READING TEXT —

Hacker News new | past | comments | ask | show | jobs | submit login

What kind of applications do you want to build? What non-lisp languages do you usually work with?

I think you will find that Clojure has the largest community and the widest use for commercial applications but, depending on your specific interests, either racket or common lisp could be a better fit.

In summary, I think we need more information about your goals.




Thanks, good points. I am working primarily with nodejs / typescript. So, yeah lisp is a totally different paradigm for me. In terms what want to build, backed and cli tools would be a good start for me.


I'm going to say Clojure is probably what you want. Via clojurescript, it has very good interoperability with the tools you're already using and it's possible that you might even choose to use it on the front end in the browser. That, coupled with the size of the community suggest to me that it is the winner here.

GOAL —
Answer these questions about the Lisp discussion thread:
1. According to the first reply, which Lisp has the largest community?
2. Which languages does the person seeking advice mainly work with?
3. In the last reply, what is named as the way Clojure works well with the tools that person already uses?
The lines that come next play no part in this.

Named-object pointing records —
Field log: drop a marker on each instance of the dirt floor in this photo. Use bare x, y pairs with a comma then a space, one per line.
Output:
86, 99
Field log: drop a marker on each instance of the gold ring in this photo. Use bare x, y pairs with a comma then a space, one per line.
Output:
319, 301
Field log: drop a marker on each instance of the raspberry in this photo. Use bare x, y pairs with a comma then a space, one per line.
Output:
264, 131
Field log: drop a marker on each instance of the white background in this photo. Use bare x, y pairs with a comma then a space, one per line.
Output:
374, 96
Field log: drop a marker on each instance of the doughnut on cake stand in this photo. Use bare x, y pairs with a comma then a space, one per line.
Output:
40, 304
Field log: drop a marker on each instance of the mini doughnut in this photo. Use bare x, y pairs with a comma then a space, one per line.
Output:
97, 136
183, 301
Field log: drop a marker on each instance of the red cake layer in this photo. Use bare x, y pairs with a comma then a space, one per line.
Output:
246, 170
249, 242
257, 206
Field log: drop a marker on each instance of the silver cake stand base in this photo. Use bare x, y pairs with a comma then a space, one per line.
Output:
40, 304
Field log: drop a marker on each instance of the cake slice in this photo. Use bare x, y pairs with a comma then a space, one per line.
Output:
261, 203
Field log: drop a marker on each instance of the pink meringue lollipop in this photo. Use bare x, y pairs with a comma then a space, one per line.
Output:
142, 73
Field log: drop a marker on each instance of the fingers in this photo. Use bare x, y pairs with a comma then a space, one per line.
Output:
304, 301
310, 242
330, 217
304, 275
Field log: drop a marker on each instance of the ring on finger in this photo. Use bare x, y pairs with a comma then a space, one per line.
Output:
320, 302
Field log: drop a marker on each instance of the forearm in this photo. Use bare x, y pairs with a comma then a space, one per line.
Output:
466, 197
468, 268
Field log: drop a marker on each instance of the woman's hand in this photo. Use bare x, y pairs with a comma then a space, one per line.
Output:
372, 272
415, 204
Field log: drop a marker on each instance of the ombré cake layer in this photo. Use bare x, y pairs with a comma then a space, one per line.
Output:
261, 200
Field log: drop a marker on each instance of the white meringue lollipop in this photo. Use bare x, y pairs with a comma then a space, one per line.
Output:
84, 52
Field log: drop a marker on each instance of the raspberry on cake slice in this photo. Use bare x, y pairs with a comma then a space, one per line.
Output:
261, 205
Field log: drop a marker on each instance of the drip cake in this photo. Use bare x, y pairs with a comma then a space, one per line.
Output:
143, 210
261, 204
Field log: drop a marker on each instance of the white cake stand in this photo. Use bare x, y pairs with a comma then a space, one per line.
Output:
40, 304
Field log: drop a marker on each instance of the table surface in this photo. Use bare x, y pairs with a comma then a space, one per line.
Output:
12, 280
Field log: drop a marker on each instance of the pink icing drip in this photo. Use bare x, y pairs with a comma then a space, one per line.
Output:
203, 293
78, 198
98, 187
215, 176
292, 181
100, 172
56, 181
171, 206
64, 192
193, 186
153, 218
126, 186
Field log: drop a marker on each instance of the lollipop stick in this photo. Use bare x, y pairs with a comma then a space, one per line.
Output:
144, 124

FINAL ANSWER —
1. Clojure
2. Node.js and TypeScript
3. ClojureScript